Work to complete
Show every line of the data that includes the word "below".

■ ■ ■ ■

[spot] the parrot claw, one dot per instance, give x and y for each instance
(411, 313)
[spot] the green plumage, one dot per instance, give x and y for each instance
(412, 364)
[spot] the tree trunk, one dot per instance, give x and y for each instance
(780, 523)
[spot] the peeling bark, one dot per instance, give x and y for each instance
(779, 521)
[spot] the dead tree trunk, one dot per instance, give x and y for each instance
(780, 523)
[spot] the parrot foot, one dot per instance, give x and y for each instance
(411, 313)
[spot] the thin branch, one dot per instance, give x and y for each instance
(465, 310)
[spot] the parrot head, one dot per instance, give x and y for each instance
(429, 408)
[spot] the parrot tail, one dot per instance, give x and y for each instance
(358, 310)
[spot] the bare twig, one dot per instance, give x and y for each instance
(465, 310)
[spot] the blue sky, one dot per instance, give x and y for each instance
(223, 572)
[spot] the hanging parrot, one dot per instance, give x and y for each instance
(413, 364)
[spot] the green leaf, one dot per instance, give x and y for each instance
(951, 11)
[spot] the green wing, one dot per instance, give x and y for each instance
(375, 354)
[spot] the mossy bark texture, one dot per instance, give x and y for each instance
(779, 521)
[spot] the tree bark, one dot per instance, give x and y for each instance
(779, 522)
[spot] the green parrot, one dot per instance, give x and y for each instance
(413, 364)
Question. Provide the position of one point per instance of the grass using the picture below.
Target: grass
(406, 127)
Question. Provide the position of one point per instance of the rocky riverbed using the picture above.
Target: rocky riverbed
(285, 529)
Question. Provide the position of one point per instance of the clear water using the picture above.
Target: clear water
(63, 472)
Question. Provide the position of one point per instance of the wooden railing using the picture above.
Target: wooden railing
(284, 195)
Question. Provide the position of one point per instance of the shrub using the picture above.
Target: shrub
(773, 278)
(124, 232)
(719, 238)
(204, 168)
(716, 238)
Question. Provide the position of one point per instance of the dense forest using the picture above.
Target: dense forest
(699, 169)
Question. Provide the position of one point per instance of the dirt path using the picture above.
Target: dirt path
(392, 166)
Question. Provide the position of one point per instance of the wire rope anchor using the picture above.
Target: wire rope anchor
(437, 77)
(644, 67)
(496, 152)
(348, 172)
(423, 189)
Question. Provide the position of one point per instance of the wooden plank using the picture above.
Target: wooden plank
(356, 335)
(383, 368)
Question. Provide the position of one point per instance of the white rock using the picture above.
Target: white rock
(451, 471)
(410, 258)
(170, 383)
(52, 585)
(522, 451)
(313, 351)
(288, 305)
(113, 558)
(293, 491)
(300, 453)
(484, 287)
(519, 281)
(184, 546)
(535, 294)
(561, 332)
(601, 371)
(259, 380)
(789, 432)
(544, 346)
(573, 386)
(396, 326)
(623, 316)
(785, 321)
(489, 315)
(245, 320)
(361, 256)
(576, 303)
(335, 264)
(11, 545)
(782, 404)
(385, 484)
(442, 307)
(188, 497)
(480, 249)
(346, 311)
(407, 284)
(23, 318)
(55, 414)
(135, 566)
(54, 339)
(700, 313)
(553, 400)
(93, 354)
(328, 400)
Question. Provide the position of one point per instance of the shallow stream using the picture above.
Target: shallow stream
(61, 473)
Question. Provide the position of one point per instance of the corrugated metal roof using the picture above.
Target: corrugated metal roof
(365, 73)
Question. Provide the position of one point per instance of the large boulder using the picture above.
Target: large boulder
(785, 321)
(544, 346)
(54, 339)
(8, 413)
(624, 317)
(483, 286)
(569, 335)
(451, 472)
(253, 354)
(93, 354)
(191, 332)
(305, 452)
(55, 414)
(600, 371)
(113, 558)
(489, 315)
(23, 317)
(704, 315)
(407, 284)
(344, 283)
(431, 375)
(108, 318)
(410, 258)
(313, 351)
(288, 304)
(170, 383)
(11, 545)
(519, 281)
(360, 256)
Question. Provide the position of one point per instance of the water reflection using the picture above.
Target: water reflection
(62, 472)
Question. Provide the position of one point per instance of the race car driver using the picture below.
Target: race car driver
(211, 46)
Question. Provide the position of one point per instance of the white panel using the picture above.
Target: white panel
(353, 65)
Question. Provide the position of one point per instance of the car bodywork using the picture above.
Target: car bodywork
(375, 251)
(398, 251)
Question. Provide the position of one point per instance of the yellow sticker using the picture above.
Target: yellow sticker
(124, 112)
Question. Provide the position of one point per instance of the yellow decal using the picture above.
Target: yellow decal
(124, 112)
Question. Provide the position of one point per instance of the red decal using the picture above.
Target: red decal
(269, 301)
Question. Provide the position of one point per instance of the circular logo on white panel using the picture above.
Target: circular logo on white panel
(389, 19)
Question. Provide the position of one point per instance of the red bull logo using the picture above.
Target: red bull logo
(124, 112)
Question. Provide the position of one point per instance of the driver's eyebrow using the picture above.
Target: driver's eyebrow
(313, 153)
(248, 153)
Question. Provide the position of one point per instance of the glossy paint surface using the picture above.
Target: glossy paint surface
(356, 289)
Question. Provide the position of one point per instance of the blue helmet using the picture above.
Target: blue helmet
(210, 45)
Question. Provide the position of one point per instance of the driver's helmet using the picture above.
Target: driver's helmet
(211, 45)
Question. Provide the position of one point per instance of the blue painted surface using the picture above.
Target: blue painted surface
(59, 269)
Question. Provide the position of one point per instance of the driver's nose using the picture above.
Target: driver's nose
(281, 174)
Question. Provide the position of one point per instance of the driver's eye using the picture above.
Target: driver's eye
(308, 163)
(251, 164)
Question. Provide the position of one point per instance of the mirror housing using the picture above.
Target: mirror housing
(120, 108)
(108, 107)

■ ■ ■ ■

Completed task
Question. Provide the position of one point per instance of the grass using the picture below.
Question. Provide the position of one point per instance of the race car driver using the picture below.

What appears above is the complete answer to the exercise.